**** EXTRACTED INFORMATION

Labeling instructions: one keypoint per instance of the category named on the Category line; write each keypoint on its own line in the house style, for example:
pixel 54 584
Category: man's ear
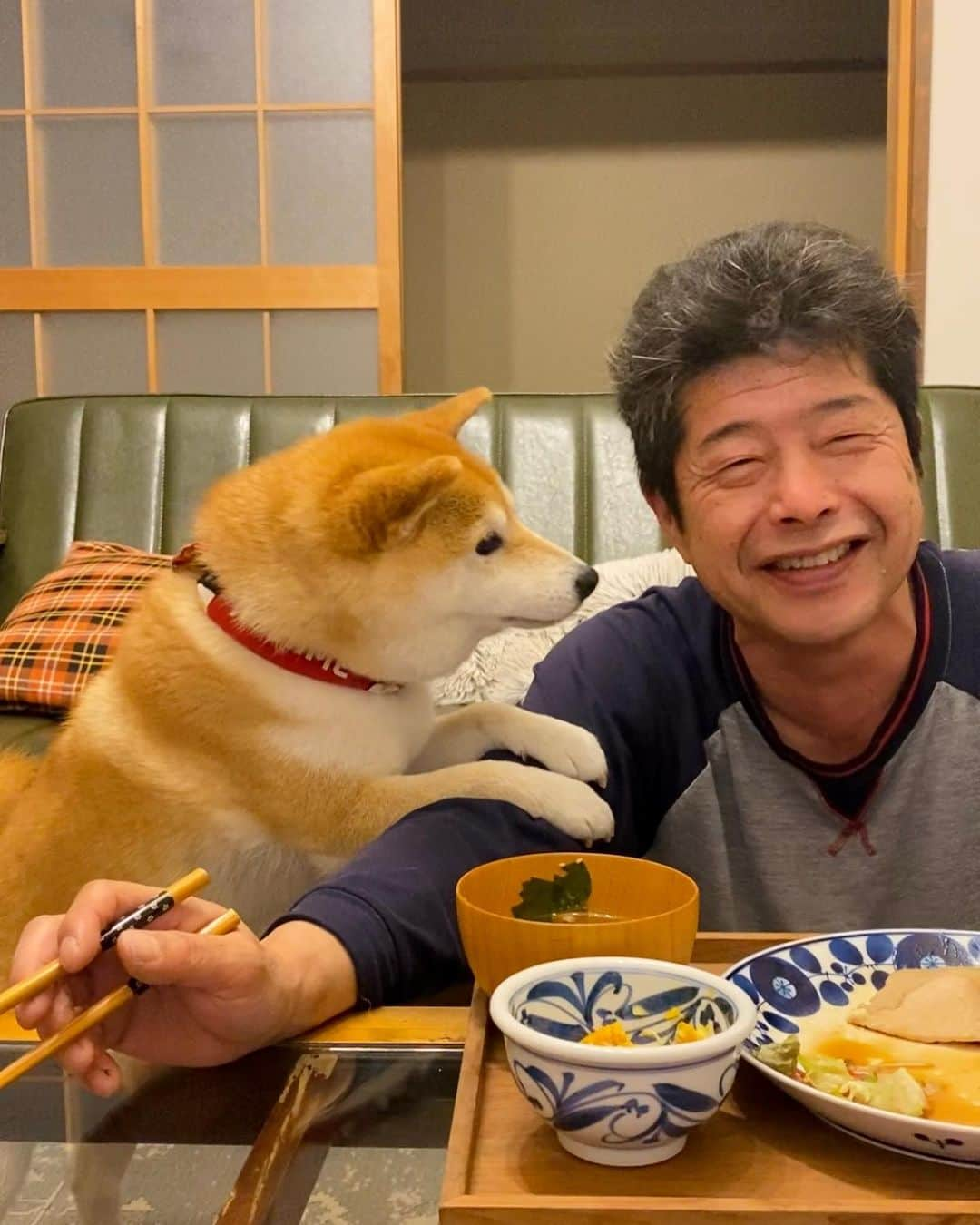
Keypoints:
pixel 669 524
pixel 386 506
pixel 450 416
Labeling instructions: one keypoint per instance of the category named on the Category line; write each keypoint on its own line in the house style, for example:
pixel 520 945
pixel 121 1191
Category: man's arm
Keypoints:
pixel 394 906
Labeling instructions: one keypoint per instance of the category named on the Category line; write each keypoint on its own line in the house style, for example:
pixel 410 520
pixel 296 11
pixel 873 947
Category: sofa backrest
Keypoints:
pixel 132 468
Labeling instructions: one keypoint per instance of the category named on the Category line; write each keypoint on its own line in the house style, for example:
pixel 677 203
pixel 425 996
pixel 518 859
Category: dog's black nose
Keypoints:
pixel 585 582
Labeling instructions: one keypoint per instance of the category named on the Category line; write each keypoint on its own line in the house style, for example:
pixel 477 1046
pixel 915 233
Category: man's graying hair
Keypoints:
pixel 745 294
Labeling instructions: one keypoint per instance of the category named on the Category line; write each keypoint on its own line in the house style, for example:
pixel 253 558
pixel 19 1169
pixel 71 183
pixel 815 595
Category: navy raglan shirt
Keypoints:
pixel 699 779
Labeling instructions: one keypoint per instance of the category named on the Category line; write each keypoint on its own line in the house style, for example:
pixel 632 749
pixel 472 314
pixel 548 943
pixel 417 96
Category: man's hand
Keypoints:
pixel 213 998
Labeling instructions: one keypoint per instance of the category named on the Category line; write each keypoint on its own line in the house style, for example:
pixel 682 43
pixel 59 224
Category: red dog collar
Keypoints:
pixel 314 668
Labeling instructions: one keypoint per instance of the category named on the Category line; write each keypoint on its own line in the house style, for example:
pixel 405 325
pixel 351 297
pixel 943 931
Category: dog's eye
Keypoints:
pixel 490 543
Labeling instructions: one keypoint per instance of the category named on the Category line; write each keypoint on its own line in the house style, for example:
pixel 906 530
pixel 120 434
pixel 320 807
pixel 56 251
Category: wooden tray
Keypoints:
pixel 761 1158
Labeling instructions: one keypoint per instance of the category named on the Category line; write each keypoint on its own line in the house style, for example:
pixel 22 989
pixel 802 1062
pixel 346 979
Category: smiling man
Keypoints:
pixel 797 727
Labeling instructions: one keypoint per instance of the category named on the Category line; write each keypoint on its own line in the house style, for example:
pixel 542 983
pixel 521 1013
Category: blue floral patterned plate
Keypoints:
pixel 808 984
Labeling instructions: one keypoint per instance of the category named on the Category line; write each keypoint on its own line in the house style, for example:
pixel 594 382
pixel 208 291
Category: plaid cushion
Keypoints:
pixel 66 626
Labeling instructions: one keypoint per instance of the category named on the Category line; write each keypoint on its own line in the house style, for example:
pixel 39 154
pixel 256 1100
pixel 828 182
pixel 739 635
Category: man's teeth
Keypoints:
pixel 818 559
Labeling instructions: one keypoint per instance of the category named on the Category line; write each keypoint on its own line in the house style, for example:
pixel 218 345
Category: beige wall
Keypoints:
pixel 534 210
pixel 952 331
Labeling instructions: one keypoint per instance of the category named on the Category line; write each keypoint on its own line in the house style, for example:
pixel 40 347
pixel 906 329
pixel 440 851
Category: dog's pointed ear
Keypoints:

********

→ PROBLEM TO WORK ON
The response must restate each line of the material above exactly and contain no images.

→ RESPONSE TO THE TASK
Labeling instructions: one keypoint per instance of the category named on the Category line; write each keypoint on its own line in the house style, for example:
pixel 54 584
Category: man's ear
Keypoints:
pixel 669 524
pixel 386 506
pixel 450 416
Labeling instructions: one keypoint per instance of the category named on the Category line; write each keypoint on its own line in the house style, for example:
pixel 520 945
pixel 121 1191
Category: man's arm
Keypoints:
pixel 394 906
Labeling instructions: one keypoint per instance of the category named on the Category line; write each keypoint on its own line in the house style, for example:
pixel 410 520
pixel 296 11
pixel 873 947
Category: sofa backrest
Keypoints:
pixel 132 468
Labeling instructions: one keypoint per instance of the category named on the Category line; write each keypoint on its own line in the house style, for example:
pixel 677 203
pixel 425 996
pixel 518 859
Category: dog's black nose
Keypoints:
pixel 585 582
Labeling instructions: one keypoint per instance of the category named on the Category line; write each keypoint on its own line in the house style, for example:
pixel 477 1046
pixel 915 233
Category: man's graying hair
Keypoints:
pixel 745 294
Labeling instructions: one keypoint per instance of the category named on the Category line; write each keypoint on its own line in the house style, for example:
pixel 253 558
pixel 19 1169
pixel 71 183
pixel 815 595
Category: navy raglan shirt
Keypoints:
pixel 699 779
Labeling instructions: one keypoint per instance of the category named on the Category line; write each keypoint on its own line in the house style, for example:
pixel 632 749
pixel 472 314
pixel 548 943
pixel 417 96
Category: man's hand
Keypoints:
pixel 213 998
Labeling instructions: one keypoint per instance of the category named on the Category line; write each keypoint on its own line in the house style, for example:
pixel 682 43
pixel 59 224
Category: red dog collar
Keypoints:
pixel 314 668
Labeling instructions: one keypoint per instance of the category named on the Category line; write each keypoint on its own line in the house style, for example:
pixel 405 325
pixel 351 297
pixel 943 931
Category: dog's eye
Keypoints:
pixel 490 543
Labeling instructions: one keypoint per instance of the category named on the Category line; write each keypoint on its own line in the house style, for example:
pixel 906 530
pixel 120 434
pixel 320 807
pixel 56 251
Category: wooden tray
Keypoints:
pixel 761 1158
Labeling instructions: one keypoint per instance of the category named on the Category line; write each keypoint on its own line in the house style, for example:
pixel 22 989
pixel 802 1062
pixel 346 979
Category: smiling man
Keypoints:
pixel 797 727
Labeling instructions: one keypoint per instance of the category named on the Category line; write each keypoint on its own line in the house style, for example:
pixel 542 983
pixel 521 1013
Category: blue floral patterned plate
Keypoints:
pixel 808 984
Labeling instructions: one keypoint per instance of the category named on the Category line; write each keypoint on its own line in the house style, for example:
pixel 594 382
pixel 208 291
Category: plaid cushion
Keypoints:
pixel 66 626
Labeling instructions: one keypoint per instance of the category named on the Category line; write each keypoint on its own line in the house style, for example:
pixel 39 154
pixel 256 1100
pixel 828 182
pixel 739 635
Category: man's teeth
Keypoints:
pixel 818 559
Labeling instructions: one keypoint per instance of the category named on the Category line; write each keypoint on its own line in the house style, for example:
pixel 218 345
Category: beige wall
Keypoints:
pixel 534 210
pixel 952 331
Labeling instructions: one keypoint per instance of the category named on the Category line; write each keypoint on its own line in the house style, for example:
pixel 40 347
pixel 906 329
pixel 440 851
Category: dog's pointed ear
Keypoints:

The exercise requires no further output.